Verilen görevler:
(A) Ramazan alışverişini anlatan yazıya göre Ramazan ayının kaçıncı gününe ulaşıldı?
(B) Kayıtlarda "white" sözcüğünü içeren bütün satırları derleyin; büyük ve küçük harf farkı dikkate alınır.

Ekonomideki krizle, gıda fiyatlarındaki yükselişlerle, Rusya ile Ukrayna arasındaki süren savaşla Mübarek Ramazan Ayı’nın 9’ncu gününü ulaştık.
Her yıl olduğu gibi, bu ayda yine alışverişlerde bir telaş içinde oluruz. İhtiyacımızdan fazlasını almaya çalışırız.
Ancak bu yılki Ramazan ayındaki
alışverişlerimiz geçen yıla göre daha farklı bir hal aldı. Neden mi dersiniz?
Çok açık yükselen enflasyonla
birlikte, gıda fiyatlarındaki aşırı yükseliş birçok gıda ürününü almakta
vatandaşları oldukça zorluyor.
Birde Ramazan ayını fırsata
çevirmek isteyen fırsatçıların, fiyatların yükselmesindeki olumsuz etkisi de derinden
üzüyor.

Nesnelerin göründüğü yerlere dair veri kümesi satırları:
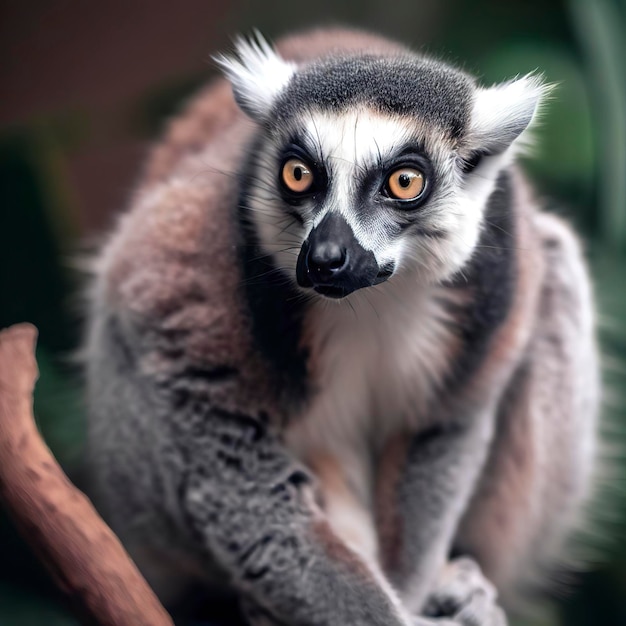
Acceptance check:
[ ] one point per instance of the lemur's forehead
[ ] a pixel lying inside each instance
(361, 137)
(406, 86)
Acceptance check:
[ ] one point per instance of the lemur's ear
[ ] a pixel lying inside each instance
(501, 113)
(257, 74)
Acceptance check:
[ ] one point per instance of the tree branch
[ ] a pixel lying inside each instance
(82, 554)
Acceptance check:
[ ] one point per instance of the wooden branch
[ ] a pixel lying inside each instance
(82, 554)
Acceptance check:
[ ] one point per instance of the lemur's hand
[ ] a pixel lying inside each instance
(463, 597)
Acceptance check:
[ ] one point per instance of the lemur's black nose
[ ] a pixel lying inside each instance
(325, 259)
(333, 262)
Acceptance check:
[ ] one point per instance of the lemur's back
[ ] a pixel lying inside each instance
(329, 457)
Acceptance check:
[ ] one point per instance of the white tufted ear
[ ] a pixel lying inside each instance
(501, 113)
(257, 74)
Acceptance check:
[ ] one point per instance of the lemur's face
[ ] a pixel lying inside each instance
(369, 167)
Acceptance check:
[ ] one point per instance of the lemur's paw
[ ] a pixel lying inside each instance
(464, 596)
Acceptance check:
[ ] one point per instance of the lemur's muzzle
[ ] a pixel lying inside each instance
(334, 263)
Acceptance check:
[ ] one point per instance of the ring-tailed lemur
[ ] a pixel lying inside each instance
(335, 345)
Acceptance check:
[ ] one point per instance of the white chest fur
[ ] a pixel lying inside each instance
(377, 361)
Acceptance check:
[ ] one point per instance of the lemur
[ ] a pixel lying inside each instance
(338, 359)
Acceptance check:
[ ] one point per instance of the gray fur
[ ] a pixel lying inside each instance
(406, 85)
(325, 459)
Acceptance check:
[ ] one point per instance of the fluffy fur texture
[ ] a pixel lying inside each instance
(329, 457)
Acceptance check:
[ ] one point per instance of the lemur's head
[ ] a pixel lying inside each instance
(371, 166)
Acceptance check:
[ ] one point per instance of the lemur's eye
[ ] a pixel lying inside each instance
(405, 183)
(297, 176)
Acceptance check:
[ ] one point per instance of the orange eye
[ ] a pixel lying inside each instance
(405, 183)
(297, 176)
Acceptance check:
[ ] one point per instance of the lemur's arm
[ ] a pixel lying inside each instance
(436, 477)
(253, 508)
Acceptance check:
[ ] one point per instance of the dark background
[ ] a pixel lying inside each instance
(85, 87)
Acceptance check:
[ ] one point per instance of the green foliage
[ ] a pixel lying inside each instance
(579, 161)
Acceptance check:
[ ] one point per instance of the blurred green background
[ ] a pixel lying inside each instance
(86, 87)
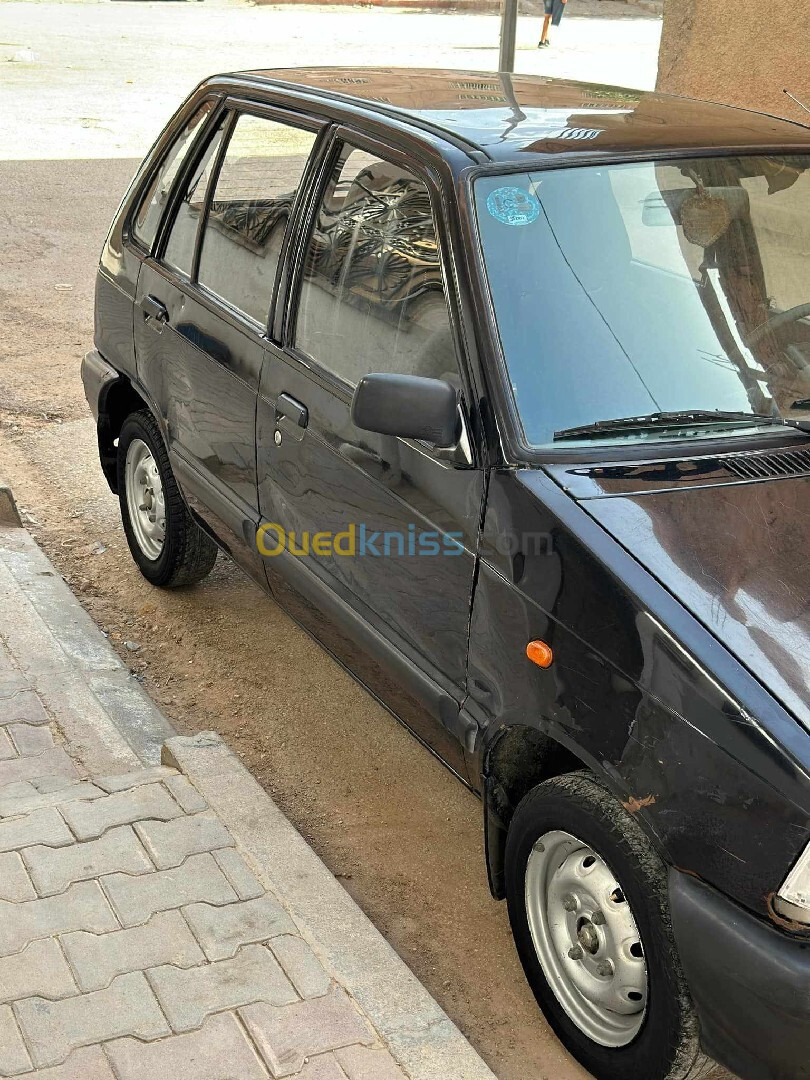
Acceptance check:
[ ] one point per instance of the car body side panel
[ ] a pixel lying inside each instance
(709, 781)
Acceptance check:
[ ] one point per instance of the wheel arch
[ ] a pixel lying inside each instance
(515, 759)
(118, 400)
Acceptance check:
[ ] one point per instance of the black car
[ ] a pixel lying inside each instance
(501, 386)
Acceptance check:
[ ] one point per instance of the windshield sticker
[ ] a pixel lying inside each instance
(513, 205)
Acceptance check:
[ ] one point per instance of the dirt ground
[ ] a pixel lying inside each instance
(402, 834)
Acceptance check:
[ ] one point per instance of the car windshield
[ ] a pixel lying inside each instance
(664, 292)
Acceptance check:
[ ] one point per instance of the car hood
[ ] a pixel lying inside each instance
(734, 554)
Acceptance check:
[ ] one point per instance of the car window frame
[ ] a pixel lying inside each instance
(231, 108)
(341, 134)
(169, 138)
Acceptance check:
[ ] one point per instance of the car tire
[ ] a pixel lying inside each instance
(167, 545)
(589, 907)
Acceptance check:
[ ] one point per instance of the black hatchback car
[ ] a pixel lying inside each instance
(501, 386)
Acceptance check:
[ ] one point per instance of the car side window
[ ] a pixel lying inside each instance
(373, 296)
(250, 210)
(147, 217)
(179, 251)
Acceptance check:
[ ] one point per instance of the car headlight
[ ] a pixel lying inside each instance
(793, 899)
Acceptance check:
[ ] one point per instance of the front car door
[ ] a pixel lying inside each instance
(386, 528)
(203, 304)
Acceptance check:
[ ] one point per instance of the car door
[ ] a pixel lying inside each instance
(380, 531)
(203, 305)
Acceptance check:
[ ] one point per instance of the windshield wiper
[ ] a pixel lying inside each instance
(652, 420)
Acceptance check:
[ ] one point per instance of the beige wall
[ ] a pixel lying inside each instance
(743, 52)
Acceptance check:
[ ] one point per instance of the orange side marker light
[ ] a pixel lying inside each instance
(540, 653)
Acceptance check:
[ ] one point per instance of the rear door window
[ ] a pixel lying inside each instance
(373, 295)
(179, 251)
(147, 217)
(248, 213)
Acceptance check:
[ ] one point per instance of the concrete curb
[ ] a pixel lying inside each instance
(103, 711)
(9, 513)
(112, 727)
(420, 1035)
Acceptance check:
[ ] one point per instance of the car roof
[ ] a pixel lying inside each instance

Alıştırma sonuçları:
(A) Ramazan ayının 9. gününe ulaşıldı.

(B)
[ ] one point per instance of the white tufted ear
[ ] one point per instance of the white chest fur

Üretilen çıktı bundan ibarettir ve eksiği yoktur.